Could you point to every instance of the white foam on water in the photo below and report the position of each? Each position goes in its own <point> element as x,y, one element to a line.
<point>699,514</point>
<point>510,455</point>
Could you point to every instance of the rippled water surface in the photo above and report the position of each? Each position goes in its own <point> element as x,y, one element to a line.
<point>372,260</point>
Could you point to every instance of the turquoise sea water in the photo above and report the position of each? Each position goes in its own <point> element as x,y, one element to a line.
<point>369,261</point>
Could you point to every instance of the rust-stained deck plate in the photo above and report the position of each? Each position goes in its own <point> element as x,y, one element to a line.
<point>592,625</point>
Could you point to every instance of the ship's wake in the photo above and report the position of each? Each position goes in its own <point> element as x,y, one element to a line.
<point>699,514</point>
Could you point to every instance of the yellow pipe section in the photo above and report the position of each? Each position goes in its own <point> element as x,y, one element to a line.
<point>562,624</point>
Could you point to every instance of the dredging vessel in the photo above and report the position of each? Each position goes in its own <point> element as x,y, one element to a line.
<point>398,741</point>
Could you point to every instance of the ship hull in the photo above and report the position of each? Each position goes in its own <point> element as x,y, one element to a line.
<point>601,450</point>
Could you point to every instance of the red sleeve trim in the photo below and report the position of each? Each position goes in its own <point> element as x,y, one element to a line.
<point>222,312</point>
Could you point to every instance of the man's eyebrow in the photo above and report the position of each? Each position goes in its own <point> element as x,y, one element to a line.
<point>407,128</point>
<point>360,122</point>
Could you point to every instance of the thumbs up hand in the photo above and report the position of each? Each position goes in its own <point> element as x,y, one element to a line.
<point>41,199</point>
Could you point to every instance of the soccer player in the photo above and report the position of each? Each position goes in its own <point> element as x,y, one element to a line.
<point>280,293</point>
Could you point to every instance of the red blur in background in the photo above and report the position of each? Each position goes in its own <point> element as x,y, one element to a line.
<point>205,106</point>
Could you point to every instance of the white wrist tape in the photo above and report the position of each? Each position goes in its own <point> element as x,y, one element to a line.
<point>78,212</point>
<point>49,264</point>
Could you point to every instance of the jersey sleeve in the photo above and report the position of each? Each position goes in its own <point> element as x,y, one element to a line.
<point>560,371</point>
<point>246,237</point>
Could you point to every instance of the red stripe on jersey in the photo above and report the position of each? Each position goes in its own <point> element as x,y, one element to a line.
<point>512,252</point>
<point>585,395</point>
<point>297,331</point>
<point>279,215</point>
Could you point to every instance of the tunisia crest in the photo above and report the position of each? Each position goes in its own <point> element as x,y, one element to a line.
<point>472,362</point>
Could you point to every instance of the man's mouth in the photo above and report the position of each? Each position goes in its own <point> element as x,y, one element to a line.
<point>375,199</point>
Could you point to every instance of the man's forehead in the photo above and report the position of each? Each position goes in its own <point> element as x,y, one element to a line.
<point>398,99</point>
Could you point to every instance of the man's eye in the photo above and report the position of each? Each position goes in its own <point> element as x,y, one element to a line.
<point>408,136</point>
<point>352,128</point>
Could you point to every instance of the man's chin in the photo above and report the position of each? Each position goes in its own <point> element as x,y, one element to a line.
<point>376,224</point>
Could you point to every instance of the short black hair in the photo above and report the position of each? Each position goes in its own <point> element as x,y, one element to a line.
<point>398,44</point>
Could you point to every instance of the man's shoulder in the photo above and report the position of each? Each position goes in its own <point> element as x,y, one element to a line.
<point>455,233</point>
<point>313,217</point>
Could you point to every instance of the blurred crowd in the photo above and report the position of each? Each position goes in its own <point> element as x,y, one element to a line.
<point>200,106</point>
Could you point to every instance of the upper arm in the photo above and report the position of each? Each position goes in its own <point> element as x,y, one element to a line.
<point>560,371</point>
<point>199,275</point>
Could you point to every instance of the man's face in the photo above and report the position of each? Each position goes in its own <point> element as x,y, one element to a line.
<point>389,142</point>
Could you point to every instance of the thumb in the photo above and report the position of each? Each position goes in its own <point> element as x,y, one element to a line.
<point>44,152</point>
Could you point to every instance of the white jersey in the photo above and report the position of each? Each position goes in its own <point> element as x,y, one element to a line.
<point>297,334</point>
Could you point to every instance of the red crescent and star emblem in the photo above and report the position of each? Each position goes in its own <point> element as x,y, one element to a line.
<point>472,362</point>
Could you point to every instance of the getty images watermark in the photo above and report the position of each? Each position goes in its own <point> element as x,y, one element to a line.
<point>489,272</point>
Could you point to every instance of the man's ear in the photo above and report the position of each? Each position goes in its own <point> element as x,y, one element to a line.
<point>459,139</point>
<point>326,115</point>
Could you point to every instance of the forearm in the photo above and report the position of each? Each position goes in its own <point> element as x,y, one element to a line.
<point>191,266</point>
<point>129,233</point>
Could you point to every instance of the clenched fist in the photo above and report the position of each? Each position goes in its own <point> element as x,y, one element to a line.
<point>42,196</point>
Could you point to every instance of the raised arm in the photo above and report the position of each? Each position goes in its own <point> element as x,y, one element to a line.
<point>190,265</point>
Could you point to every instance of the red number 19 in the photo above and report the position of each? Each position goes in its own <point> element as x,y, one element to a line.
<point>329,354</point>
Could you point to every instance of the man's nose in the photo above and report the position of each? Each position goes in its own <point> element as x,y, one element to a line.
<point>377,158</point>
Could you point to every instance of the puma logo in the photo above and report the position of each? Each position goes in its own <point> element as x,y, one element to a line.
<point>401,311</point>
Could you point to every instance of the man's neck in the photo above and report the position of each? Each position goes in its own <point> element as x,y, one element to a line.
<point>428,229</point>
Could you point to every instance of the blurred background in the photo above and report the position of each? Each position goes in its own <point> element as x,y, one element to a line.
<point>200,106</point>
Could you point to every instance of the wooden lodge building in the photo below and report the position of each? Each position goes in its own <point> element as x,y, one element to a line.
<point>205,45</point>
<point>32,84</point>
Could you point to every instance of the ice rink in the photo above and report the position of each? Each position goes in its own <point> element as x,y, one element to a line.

### What needs to be done
Write out all the entries exactly.

### Result below
Could you point to every instance of the white foam on water in the photo below and report the position of each? Each position goes in its own <point> element as x,y, one element to a line.
<point>699,514</point>
<point>510,455</point>
Could you point to every instance of the rippled water surface in the photo above and report the position of each? Each position goes in its own <point> element as x,y, one element to a line.
<point>372,260</point>
Could you point to every instance of the turquoise sea water in the photo above and report the position of each? Each position goes in its own <point> element as x,y, one element to a line.
<point>369,261</point>
Could you point to every instance of the rust-stained deck plate in the photo above and report the position of each? Each position goes in its own <point> element as x,y, one element to a line.
<point>592,625</point>
Could you point to every instance of the ship's wake in the photo above and report the position of each? Each position goes in its own <point> element as x,y, one element to a line.
<point>699,514</point>
Could you point to every instance of the yellow pipe section in the photo above and report the position of each? Each position goes in its own <point> element as x,y, one element to a line.
<point>562,624</point>
Could you point to every instance of the dredging vessel in the photo above and report the position of each? Each position goes in its own <point> element as x,y, one element to a line.
<point>398,741</point>
Could you point to every instance of the ship hull in the photo above and report the position of each? Each position goes in its own <point> element as x,y, one element to a line.
<point>601,450</point>
Could you point to every instance of the red sleeve trim in the photo below and report the position of each? Each position goes in its own <point> element as x,y, one element to a line.
<point>222,312</point>
Could you point to every instance of the man's eyebrow in the photo above and report the position of each? Each position goes in its own <point> element as x,y, one element to a line.
<point>407,128</point>
<point>360,122</point>
Could you point to every instance of the thumbs up hand in the photo above and report the position of each? Each position goes in its own <point> element as x,y, one element to a line.
<point>41,199</point>
Could you point to every instance of the soccer player in the photo above and report the position of each? Each position goes in its own <point> element as x,y, one element to a line.
<point>280,293</point>
Could you point to every instance of the red blur in background in the photo above and report the position of each? Each position goes in its own <point> element as x,y, one element to a line.
<point>205,106</point>
Could you point to every instance of the white wrist tape in the photo above and report the position of each? Each position goes in its own <point> element as x,y, one element to a line.
<point>78,212</point>
<point>49,264</point>
Could you point to every instance of the jersey sleeve in the photo above and report the position of each? Each position goes in its own <point> element as x,y, one element to a line.
<point>560,371</point>
<point>246,237</point>
Could you point to every instance of the red stripe on jersey in the photo above and report the position of each? Each position goes in its own <point> element as x,y, one element to a line.
<point>512,252</point>
<point>585,395</point>
<point>297,331</point>
<point>279,215</point>
Could you point to every instance of the tunisia crest in the photo above and report the position of each? Each position goes in its own <point> element as x,y, one element to a line.
<point>472,362</point>
Could you point to every instance of the man's mouth in the photo above and report the position of each? Each position goes in its own <point> element as x,y, one element to a line.
<point>375,199</point>
Could you point to every instance of the man's forehead in the photo above and report the position of each? Each position goes in its own <point> element as x,y, one element to a line.
<point>398,99</point>
Could you point to every instance of the man's eye in the photo above and report the position of each? Each position goes in its own <point> element as x,y, one element to a line.
<point>408,136</point>
<point>352,128</point>
Could you point to every instance of the man's chin in the photo above and report the position of each? Each position goes in its own <point> element as x,y, one element to a line.
<point>376,224</point>
Could you point to every instance of the short black hair in the photo above and report the position of each? Each position goes in its own <point> element as x,y, one element to a line.
<point>398,44</point>
Could you point to every instance of the man's shoulder in the photo above and report the position of each? Each position goes in its own <point> element as x,y, one element to a line.
<point>455,233</point>
<point>313,217</point>
Could you point to every instance of the blurred crowd in the photo above and report the position of each? Each position goes in its own <point> element as x,y, one element to a line.
<point>200,106</point>
Could you point to every instance of the upper arm in the photo above and report the position of each? Each position goes in its own <point> element as x,y, one element to a line.
<point>560,371</point>
<point>199,275</point>
Could you point to every instance of the man's face in the photo above and report the position of each? Each position goes in its own <point> element as x,y, one element to a line.
<point>389,142</point>
Could you point to every instance of the thumb in the photo above and report the position of each? Each position goes in its own <point> element as x,y, one element to a line.
<point>44,152</point>
Could you point to every instance of the white jersey in the photo above and report the position of each? Each position goes in its own <point> element as x,y, one element to a line.
<point>297,334</point>
Could you point to every instance of the red crescent and star emblem in the photo above and report the position of each? Each position goes in its own <point> element as x,y, one element to a line.
<point>472,362</point>
Could you point to every instance of the getty images watermark in the photo above and report the position of each? Each position goes in its own <point> element as x,y, one element to a line.
<point>489,272</point>
Could you point to every instance of the man's ear in the photo above and report the position of each? Each position goes in its own <point> element as x,y, one element to a line.
<point>459,139</point>
<point>326,115</point>
Could you point to every instance of the forearm in the photo above and report the position of each? Each position goes in its own <point> element as x,y, one element to a line.
<point>191,266</point>
<point>129,233</point>
Could you point to every instance of the clenched fist in the photo above and report the position of each? Each position goes in its own <point> element as x,y, one element to a line.
<point>42,196</point>
Could you point to every instance of the raised arm in the photo above and report the position of each? Each position goes in its own <point> element as x,y, one element to a line.
<point>190,265</point>
Could you point to every instance of the red number 19 in the photo above and report the position of each? Each position goes in its own <point> element as x,y, one element to a line.
<point>329,354</point>
Could you point to every instance of the man's nose in the photo above and report the position of each? Each position goes in its own <point> element as x,y, one element to a line.
<point>377,158</point>
Could you point to every instance of the puma logo in the photo above and report the position of each? Each position goes in its own <point> element as x,y, one element to a line.
<point>401,311</point>
Could you point to every instance of the man's neck in the photo above and report the position of each? Each position goes in its own <point> element as x,y, one element to a line.
<point>428,229</point>
Could you point to every instance of the blurred background in the photo above and report the position of each? Each position goes in its own <point> element as x,y, one element to a line.
<point>200,106</point>
Could you point to every instance of the wooden lodge building in the photo below and report the position of each? Each position goes in its own <point> element as x,y, one element to a line.
<point>205,45</point>
<point>32,84</point>
Could you point to every instance of the ice rink in the photo above and report the position of each? Each position goes in its own <point> element as x,y, one element to a line.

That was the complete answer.